┌─ Extract to read
I've been talking up superfoods all month. For most of us in temperate regions, our bodies are transitioning from the rigors of winter into the working season (even if we're working indoors at desks now). Wild greens—many known as "weeds" by the establishment such as stinging nettles and dandelions—aid that transition. They're high in vitamins and minerals; they have lots of fiber and protein. Folks of yore knew all about them. They made teas and tonics of the superfoods and ate them like vegetables.
Besides the obvious health benefits, there are more modern reasons to harvest wild superfoods. Take a look at my lawn from the street and it looks okay. Not great, but not overrun by so-called weeds. Look a little closer and you'll see plenty of robust green weed clusters competing with the frail grass, dandelions especially. Only these dandelions don't have the hydra-like yellow manes to give them away and irritate the neighbors. Where did all the flowers go?
Into my belly, is where. Just a few minutes of snip-snip-snipping out in the front yard and I had enough for an omelet (i.e. a half cup of buds for a small 2-egg omelet). I targeted all the buds that were partially open, with flower stalks exposed halfway down the buds. You can use closed buds as well, but I figured I'd get the first round of ready-to-bloom dandies and then harvest another batch in a few days. Clip off the stem, saute in butter a few minutes (until they fully open) and pour in the eggs. As easy as that.
The taste of a fried dandelion bud is hard to explain. It's certainly not your usual domesticated fare—it's savory with a touch of bite, though not bitter, and earthy like wild mushrooms. In an omelet, it's dandelicious. Said Marty: "What's that flavor? It's like a burst of spring, almost citrusy. Like nibbling on a little bit of sunshine."
Just one more reason to let your lawn do its own thing.
└─
┌─ Raw data
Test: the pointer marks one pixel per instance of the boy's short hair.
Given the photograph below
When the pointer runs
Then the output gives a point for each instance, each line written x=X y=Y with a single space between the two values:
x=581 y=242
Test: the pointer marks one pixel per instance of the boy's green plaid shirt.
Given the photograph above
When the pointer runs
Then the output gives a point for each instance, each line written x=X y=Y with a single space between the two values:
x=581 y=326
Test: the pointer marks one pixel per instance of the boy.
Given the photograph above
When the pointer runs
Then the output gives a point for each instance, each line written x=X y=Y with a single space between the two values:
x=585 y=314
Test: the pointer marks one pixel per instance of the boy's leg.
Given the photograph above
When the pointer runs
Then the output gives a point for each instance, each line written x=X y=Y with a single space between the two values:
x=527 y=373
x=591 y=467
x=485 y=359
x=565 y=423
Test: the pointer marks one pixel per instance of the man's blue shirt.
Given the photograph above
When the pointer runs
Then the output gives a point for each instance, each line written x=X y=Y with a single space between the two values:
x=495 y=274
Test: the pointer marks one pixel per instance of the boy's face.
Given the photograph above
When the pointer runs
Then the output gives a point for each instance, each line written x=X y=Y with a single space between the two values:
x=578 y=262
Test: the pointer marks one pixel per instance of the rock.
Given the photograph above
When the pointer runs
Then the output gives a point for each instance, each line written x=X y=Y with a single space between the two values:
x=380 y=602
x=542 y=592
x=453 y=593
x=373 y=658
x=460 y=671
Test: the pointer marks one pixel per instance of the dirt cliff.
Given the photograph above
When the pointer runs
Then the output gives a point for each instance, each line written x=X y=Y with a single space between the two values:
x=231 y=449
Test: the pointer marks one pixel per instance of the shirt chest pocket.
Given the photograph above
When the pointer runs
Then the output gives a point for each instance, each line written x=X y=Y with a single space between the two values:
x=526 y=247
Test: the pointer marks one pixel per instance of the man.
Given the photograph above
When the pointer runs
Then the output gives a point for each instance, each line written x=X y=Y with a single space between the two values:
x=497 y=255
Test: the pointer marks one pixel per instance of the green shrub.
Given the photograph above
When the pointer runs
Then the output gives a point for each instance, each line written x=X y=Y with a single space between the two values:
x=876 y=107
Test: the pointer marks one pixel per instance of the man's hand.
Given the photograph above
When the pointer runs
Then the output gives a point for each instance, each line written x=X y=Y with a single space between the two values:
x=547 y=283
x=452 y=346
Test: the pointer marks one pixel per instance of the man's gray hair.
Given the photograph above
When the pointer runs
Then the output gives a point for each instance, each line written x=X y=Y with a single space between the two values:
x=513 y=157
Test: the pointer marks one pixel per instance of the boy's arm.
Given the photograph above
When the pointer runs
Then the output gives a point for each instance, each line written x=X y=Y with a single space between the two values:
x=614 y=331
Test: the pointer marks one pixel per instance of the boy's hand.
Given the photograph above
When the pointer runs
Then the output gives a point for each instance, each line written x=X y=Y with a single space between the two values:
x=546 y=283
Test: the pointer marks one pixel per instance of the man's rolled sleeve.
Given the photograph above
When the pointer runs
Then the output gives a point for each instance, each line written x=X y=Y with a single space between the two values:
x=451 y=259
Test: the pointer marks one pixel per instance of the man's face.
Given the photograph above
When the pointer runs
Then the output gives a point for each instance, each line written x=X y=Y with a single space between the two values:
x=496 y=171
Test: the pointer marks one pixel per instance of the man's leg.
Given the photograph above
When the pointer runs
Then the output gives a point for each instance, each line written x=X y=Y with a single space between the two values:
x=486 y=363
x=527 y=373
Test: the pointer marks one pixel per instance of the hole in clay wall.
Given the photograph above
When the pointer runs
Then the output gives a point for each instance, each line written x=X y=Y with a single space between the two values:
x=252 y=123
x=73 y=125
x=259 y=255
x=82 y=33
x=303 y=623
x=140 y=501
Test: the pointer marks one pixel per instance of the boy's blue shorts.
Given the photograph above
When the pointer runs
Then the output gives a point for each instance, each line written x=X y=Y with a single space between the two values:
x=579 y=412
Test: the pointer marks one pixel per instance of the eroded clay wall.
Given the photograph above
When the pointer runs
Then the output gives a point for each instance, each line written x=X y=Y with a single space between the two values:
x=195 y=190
└─
Complete the following:
1. Answer these about the dandelion omelet post:
(a) What amount of buds makes a small 2-egg omelet?
(b) What does the taste of a fried dandelion bud resemble in its earthiness?
(c) Which buds were picked in the first round?
2. In the dandelion omelet post, write out again the part that opens with the words "Besides the obvious" and closes with "the flowers go?", renaming "lawn" as "yard".
These entries were taken from a different source.

Responses in order:
1.
(a) A half cup of buds.
(b) Wild mushrooms.
(c) Buds that were partially open, with flower stalks exposed halfway down the buds.

2.
Besides the obvious health benefits, there are more modern reasons to harvest wild superfoods. Take a look at my yard from the street and it looks okay. Not great, but not overrun by so-called weeds. Look a little closer and you'll see plenty of robust green weed clusters competing with the frail grass, dandelions especially. Only these dandelions don't have the hydra-like yellow manes to give them away and irritate the neighbors. Where did all the flowers go?